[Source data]
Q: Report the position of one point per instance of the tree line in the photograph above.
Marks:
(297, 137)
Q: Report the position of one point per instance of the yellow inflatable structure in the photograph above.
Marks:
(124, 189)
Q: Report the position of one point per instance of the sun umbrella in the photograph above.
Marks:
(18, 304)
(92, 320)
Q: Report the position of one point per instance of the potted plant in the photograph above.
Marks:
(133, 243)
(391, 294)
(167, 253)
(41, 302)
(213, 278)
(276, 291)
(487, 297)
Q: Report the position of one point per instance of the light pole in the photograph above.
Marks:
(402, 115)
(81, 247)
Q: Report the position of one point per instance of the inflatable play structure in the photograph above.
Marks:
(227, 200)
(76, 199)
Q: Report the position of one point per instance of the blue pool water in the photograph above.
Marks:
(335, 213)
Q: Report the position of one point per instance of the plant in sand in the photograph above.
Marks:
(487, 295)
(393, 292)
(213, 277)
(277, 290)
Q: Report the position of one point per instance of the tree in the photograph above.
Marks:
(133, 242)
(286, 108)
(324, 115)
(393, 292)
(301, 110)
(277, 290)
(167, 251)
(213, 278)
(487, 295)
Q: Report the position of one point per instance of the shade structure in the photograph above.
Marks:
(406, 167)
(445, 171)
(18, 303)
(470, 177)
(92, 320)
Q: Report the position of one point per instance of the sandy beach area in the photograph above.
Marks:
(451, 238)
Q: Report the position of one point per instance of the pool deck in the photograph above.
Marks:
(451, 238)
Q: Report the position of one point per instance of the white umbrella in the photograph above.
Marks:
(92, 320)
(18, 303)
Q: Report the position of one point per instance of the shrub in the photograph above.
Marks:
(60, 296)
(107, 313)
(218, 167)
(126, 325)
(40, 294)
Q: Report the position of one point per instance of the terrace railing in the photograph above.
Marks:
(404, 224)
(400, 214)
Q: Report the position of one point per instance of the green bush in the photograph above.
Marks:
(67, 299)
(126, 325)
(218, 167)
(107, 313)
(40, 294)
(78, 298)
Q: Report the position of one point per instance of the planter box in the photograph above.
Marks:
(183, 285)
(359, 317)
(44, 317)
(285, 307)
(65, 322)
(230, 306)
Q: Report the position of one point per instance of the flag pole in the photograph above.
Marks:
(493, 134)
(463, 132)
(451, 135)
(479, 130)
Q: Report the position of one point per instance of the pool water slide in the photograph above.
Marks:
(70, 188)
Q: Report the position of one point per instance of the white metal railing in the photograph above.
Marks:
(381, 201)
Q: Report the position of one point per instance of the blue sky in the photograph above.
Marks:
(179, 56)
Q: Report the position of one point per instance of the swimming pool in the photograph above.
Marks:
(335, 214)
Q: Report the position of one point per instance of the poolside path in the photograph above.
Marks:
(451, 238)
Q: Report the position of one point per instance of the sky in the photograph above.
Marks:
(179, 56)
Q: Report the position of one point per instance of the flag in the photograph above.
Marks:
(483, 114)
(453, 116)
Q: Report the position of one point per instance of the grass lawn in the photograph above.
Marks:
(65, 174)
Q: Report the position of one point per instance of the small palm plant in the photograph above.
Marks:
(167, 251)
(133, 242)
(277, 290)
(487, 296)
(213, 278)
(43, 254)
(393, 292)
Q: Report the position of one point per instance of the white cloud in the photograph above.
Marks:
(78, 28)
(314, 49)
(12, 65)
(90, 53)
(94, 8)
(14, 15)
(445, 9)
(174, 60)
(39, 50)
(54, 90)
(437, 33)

## Exercise instructions
Return each line of the data above that includes the word "umbrella".

## Response area
Q: Report the position of one point per instance of the sun umbrella in the photograph above.
Q: Report the position of one point per instance of the white umbrella in the photograph above.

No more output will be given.